Provided text
________________________________________
AN increase in carbon tax and a €1.2 billion spending package to respond to no-deal Brexit are at the centre of Finance Minister Paschal Donohoe’s Budget for next year.
In his Budget 2020 speech to the Dáil this afternoon Mr Donohoe said: "Brexit is the most pressing and immediate risk to our economy."
The government is allocating over €1.2 billion, excluding EU funding, to respond to Brexit in a two-part package that will see €200 million invested immediately next year no matter what happens with Brexit.
Unlike in previous years, the Fine Gael minister said there will be no cuts in personal income taxes and no across-the-board social welfare increases next year amidst increasing uncertainty over Brexit and the global economy.
In his final Budget speech before the next general election Mr Donohoe announced that carbon tax will rise to €26/tonne as part of a gradual increase to €80/tonne by 2030. This will add 2c to a litre of diesel and petrol at midnight tonight, but the increase on home-heating fuels has been postponed until May 2020.
Mr Donohoe said there will be no personal tax cuts "at this time of economic uncertainty" but outlined a series of other tax changes and welfare increases targeted at the elderly and most vulnerable in society including:
Health and Housing
In Health, there will be 50c reduction in prescription charges and a €10 cut in the threshold for the drug payment scheme. There will also be an increase in medical card income thresholds to benefit up to 56,000 people. A €335 million bailout for the Department of Health was also confirmed by Mr Donohoe.
On housing, the Help-to-Buy scheme is being extended for another two years with no changes, despite widespread expectations that the house price threshold would be lowered.
There will be an extra €20 million for homeless services as part of a €2.5 billion investment in housing next year, but Mr Donohoe announced no new measures to helper renters other than €2m in additional funding to the Residential Tenancies Board to ensure compliance with rent pressure zones legislation.
Commercial stamp duty will rise from 6pc to 7.5pc from midnight tonight and there are a series of complex tax changes also being rolled to target institutional investors or so-called cuckoo funds with the aim of making them pay more tax.
The government will continue tax breaks to attract highly-skilled executives to work in Ireland with two schemes extended until the end of 2022.
Other notable measures include a tax break for small bookies who will be relieved from paying the 2pc gambling tax up to a limit of €50,000
Mr Donohoe said the €200m in immediate Brexit contingency funding will go towards increasing staff at ports and airports and will also pay for upgrades to these facilities. It will also be targeted at investment in technology and facilities management.
Mr Donohoe said that there would be a further no-deal package using borrowed money in the event that the UK crashes out of the EU later this month.
"If we do not need it, we will not borrow it," Mr Donohoe minister insisted.
The no-deal package would see €650m invested in the agriculture, enterprise and tourism sectors with €220m of this deployed immediately. Some €110 has been identified for the first wave of funding to the enterprise sector and another €110 million for agriculture to help farmers worst-affected by a no-deal Brexit.
The allocation of another €390m of Brexit contingency expenditure will be determined closer to the time and will assist farms, businesses and citizens, Mr Donohoe said. He said that alongside that would be €365m for extra social protection expenditure in the event that unemployment rises as a result of a no-deal Brexit.
Mr Donohoe said the rainy day fund would be used if further money is required to deal with the economic shock of a no-deal Brexit. He confirmed plans to abandon a €500m top-up of the fund next year because of the threat posed by the UK leaving the EU.
Mr Donohoe also announced funding to hire hundreds of new public servants next year including 700 new Garda recruits; 400 new teachers; over 1,000 additional Special Needs Assistants in schools; and 1,000 therapists, nurses and other healthcare professionals.
________________________________________
(Collection entries)
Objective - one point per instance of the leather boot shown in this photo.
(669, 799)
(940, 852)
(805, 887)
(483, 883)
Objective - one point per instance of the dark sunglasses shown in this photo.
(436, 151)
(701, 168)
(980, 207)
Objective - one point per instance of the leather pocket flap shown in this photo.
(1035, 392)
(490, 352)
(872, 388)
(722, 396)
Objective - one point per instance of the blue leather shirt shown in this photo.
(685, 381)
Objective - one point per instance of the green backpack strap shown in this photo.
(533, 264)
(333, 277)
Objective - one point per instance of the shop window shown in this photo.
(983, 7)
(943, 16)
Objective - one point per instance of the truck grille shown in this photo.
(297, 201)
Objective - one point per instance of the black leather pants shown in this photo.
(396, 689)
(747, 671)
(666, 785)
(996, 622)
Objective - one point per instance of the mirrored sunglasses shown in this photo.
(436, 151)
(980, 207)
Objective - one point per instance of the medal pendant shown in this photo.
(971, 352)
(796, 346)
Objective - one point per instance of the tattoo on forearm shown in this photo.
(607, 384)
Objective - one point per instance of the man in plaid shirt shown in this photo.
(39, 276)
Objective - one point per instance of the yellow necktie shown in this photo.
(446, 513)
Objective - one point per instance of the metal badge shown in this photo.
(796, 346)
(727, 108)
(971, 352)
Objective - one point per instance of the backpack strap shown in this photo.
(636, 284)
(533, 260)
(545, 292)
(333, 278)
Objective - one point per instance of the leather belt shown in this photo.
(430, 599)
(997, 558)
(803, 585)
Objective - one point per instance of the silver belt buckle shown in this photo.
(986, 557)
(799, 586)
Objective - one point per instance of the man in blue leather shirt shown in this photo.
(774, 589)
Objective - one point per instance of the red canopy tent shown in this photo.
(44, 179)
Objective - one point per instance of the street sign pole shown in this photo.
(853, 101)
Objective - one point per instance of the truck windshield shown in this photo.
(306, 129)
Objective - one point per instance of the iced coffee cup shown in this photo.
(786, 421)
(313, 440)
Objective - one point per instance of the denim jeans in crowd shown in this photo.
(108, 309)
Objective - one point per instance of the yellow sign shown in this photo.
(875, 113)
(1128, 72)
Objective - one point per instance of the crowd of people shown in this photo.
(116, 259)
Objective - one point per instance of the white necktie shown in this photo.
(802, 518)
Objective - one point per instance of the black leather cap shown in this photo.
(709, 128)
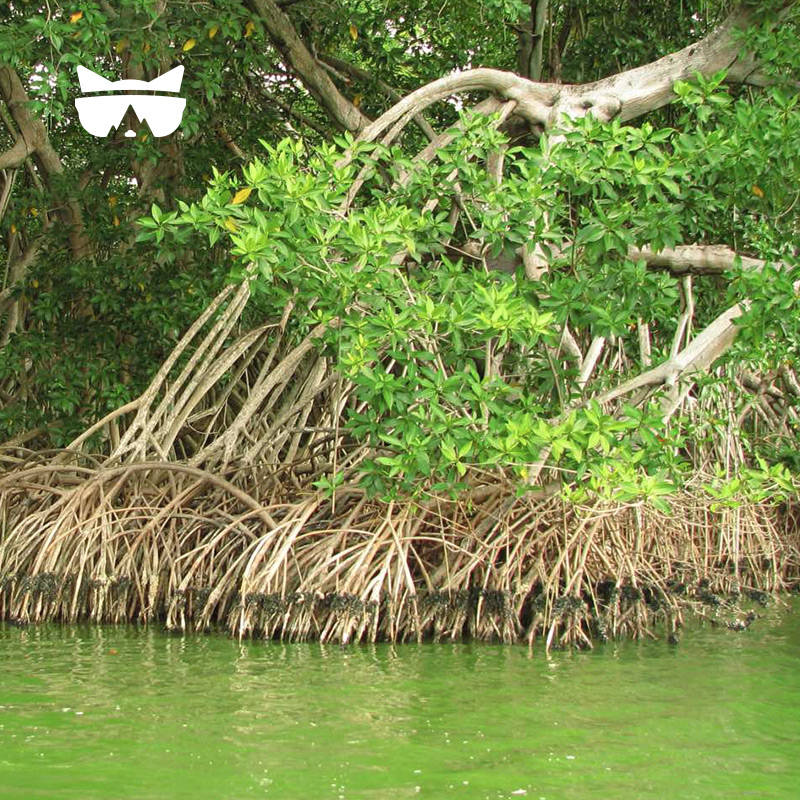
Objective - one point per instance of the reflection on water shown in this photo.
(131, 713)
________________________________________
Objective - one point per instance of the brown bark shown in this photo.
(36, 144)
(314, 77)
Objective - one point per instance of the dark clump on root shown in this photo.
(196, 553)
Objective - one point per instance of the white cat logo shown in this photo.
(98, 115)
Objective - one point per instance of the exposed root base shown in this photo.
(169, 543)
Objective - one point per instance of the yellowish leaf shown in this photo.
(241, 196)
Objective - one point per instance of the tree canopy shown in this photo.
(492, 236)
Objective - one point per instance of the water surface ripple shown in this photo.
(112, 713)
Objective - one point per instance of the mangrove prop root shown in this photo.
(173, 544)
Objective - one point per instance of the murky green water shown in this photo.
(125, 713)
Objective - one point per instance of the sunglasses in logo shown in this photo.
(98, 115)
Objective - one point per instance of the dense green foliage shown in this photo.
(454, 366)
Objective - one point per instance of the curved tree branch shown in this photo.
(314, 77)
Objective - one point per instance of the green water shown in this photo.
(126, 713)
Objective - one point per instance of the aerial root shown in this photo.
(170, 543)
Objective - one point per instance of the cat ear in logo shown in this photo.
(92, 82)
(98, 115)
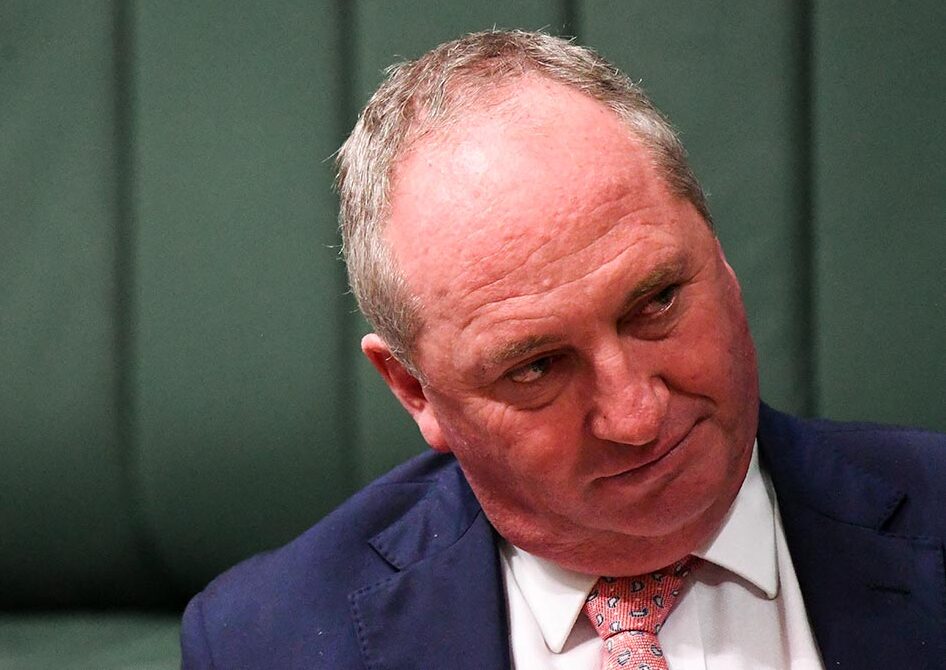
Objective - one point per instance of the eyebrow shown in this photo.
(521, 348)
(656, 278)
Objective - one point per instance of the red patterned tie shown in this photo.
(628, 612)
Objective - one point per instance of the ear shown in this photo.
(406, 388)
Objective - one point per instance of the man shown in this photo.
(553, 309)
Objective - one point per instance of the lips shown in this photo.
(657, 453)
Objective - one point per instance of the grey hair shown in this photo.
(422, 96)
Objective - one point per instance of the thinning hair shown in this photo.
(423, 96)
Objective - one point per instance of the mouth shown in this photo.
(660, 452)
________________________________________
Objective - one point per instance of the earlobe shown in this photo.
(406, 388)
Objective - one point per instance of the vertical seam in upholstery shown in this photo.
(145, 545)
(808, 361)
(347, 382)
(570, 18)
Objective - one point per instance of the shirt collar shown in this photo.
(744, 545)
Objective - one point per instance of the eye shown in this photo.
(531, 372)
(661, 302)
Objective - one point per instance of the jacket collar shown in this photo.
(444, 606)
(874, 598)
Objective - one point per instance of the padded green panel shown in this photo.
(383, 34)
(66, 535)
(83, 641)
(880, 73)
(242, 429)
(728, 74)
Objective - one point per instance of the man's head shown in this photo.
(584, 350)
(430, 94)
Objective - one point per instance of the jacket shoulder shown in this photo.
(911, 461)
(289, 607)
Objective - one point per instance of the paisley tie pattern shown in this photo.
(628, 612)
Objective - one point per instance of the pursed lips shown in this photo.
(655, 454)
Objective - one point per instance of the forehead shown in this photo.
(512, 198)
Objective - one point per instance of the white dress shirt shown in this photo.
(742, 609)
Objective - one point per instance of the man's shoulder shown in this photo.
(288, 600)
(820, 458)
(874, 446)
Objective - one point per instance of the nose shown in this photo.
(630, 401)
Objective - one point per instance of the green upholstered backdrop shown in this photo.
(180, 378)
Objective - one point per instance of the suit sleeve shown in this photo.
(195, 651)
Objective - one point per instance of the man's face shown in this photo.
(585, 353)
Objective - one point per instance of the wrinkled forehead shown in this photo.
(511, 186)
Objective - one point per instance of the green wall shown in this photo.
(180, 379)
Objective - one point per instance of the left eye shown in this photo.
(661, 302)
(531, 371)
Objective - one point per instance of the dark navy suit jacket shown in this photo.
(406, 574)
________________________________________
About this task
Print the part of the budget article running from "Commercial stamp duty" up to and including "and facilities management.". Work only from the budget article, not the lines.

Your solution
Commercial stamp duty will rise from 6pc to 7.5pc from midnight tonight and there are a series of complex tax changes also being rolled to target institutional investors or so-called cuckoo funds with the aim of making them pay more tax.
The government will continue tax breaks to attract highly-skilled executives to work in Ireland with two schemes extended until the end of 2022.
Other notable measures include a tax break for small bookies who will be relieved from paying the 2pc gambling tax up to a limit of €50,000
Mr Donohoe said the €200m in immediate Brexit contingency funding will go towards increasing staff at ports and airports and will also pay for upgrades to these facilities. It will also be targeted at investment in technology and facilities management.